Investors need to prepare for a climate where the economy could snap back significantly in the second half, according to a Goldman Sachs analysis that sees a case for a cyclical stock rebound.
But along with the better-than-expected growth, the market also will have to contend with heightened political risk and global policy uncertainty that could trigger some volatility. Goldman also expects the Federal Reserve to cut interest rates, but probably not by as much as Wall Street expects.
"With the S&P 500 trading close to fair value, we believe investors should focus below the surface of the market for relative value opportunities," Goldman strategist Ben Snider said in a report for clients. He added that "investment decisions will rely on the expectation of macro changes on the investment horizon or relative value opportunities at a more 'micro' level."
Specifically, Goldman recommended cyclical sectors like financials and industrials, with an emphasis on transportation companies.
The recommendations also include a preference for "bond proxies" that have stable cash flows and high dividends including real estate, which has the third-highest dividend yield on the S&P 500 at 3.01%. Utilities also carry a high dividend yield at 3.17%, according to FactSet, but Goldman has cut its recommendation on the sector from neutral to underweight. Utilities has been a laggard all year, returning 12.9% vs. the S&P 500's 20%.
Goldman's second-half call runs counter to some of the other wisdom on Wall Street, where fears of a looming recession have generated some endorsements to get more defensive.

Items from a data source:
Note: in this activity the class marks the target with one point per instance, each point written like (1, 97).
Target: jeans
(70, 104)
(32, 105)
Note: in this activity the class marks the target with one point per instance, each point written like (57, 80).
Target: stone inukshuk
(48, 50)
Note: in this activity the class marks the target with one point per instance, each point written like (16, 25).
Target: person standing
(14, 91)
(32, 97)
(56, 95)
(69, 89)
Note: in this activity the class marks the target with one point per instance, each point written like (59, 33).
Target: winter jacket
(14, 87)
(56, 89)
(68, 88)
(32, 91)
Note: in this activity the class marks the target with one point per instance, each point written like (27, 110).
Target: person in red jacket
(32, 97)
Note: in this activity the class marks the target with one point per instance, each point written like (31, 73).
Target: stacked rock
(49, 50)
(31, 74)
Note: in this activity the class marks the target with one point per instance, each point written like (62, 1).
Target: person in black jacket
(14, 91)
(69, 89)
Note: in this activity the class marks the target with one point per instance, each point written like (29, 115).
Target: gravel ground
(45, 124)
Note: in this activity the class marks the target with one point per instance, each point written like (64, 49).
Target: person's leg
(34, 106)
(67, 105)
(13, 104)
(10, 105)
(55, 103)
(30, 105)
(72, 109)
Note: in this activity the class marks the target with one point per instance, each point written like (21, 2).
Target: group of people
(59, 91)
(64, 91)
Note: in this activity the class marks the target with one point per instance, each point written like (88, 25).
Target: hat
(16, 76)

PARTS OF THE EXERCISE:
- A) In the Goldman Sachs article, what change did Goldman make to its recommendation on utilities?
- B) List every percentage figure that appears in the Goldman Sachs article.
- C) Please carry the Goldman Sachs article forward from its last sentence.
This data was drawn from a different source than the Goldman Sachs article.

LIST OF ANSWERS:
- A) It cut the recommendation from neutral to underweight.

- B) 3.01%, 3.17%, 12.9%, 20%

- C)
While economic growth slogged through the second quarter at what the Atlanta Fed projects to be a 1.3% pace, Goldman sees a shift in the economic data recently that will see growth rebound to around 2%.
One of the principal reasons for the resurgence will be lower interest rates. Goldman sees the Fed coming through with two cuts this year, though it considers market pricing of three quarter-point easings to be "unrealistic."
"Easy monetary policy is one reason US economic growth will likely accelerate in coming quarters," Snider wrote. "The inventory cycle represents another argument for US growth rebound, while the weight of policy uncertainty on business confidence is a downside risk."
One policy uncertainty area is health care, where both Democrats and Republicans have vowed to lower drug prices. Goldman recommends underweighting the sector while buying health care providers over pharmaceuticals
"Be wary of stocks in industries that will likely feature in campaign proposals and industries with high exposure to US-China trade," Snider wrote.